▶ TASK ITEM
Go through the data underneath and copy every line exactly.

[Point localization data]
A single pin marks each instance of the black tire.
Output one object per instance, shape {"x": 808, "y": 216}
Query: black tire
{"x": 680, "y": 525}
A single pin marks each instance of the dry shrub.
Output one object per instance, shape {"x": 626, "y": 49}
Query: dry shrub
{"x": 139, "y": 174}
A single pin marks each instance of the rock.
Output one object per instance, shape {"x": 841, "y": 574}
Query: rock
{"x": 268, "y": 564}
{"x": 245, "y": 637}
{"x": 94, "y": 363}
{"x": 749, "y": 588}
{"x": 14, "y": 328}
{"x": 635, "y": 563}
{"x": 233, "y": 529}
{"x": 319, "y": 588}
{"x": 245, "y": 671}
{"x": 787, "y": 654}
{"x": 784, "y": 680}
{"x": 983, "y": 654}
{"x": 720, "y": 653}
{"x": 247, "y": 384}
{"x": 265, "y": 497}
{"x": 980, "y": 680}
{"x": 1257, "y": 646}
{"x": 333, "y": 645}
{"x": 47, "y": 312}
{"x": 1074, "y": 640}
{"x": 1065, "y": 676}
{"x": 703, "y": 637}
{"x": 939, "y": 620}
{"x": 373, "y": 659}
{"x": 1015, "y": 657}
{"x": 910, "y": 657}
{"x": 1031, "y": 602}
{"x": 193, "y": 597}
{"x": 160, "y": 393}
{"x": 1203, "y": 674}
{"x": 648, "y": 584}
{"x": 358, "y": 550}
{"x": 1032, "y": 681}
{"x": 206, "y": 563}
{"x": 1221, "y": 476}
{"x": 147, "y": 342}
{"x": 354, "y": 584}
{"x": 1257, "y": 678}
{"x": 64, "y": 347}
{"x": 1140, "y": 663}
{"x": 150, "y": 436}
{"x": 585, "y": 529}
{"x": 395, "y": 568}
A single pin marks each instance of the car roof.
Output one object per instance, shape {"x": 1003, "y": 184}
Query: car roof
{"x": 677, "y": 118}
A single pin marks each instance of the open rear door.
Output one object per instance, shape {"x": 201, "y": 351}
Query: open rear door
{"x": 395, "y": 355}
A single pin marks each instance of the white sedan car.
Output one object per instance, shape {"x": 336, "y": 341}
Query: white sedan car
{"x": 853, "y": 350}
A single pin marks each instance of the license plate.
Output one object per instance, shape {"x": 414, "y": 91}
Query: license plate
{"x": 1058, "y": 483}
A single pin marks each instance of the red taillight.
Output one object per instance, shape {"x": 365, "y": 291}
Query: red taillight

▶ TASK OUTPUT
A single pin marks each instance of the black tire.
Output one object per instance, shape {"x": 808, "y": 216}
Query: black tire
{"x": 680, "y": 525}
A single pin marks each instance of the dry shrub.
Output one object per instance, shape {"x": 626, "y": 49}
Query: dry shrub
{"x": 139, "y": 174}
A single pin marks each instance of the rock.
Output one object per instance, shape {"x": 841, "y": 574}
Query: rock
{"x": 268, "y": 564}
{"x": 245, "y": 637}
{"x": 94, "y": 363}
{"x": 749, "y": 588}
{"x": 14, "y": 328}
{"x": 635, "y": 563}
{"x": 233, "y": 529}
{"x": 319, "y": 588}
{"x": 245, "y": 671}
{"x": 787, "y": 654}
{"x": 784, "y": 680}
{"x": 983, "y": 654}
{"x": 720, "y": 653}
{"x": 247, "y": 384}
{"x": 265, "y": 497}
{"x": 980, "y": 680}
{"x": 1257, "y": 646}
{"x": 333, "y": 645}
{"x": 47, "y": 312}
{"x": 1074, "y": 640}
{"x": 1065, "y": 676}
{"x": 703, "y": 637}
{"x": 939, "y": 620}
{"x": 373, "y": 659}
{"x": 1015, "y": 657}
{"x": 910, "y": 657}
{"x": 1031, "y": 602}
{"x": 193, "y": 597}
{"x": 160, "y": 393}
{"x": 1203, "y": 674}
{"x": 648, "y": 584}
{"x": 358, "y": 550}
{"x": 1032, "y": 681}
{"x": 206, "y": 563}
{"x": 1221, "y": 476}
{"x": 147, "y": 342}
{"x": 354, "y": 584}
{"x": 1257, "y": 678}
{"x": 64, "y": 347}
{"x": 1140, "y": 663}
{"x": 150, "y": 436}
{"x": 585, "y": 529}
{"x": 395, "y": 568}
A single pin marks each instance of the car roof.
Output one object per instance, shape {"x": 1003, "y": 184}
Query: car roof
{"x": 677, "y": 118}
A single pin marks each instance of the open rear door.
Output one object per instance, shape {"x": 201, "y": 351}
Query: open rear door
{"x": 395, "y": 355}
A single pin marks each instance of the white sedan car.
Output one object per instance, shape {"x": 336, "y": 341}
Query: white sedan car
{"x": 853, "y": 350}
A single pin marks each instance of the license plate.
Output one object per instance, shape {"x": 414, "y": 91}
Query: license plate
{"x": 1058, "y": 483}
A single pin marks each instance of the red taillight.
Output one object per instance, shape {"x": 365, "y": 291}
Query: red taillight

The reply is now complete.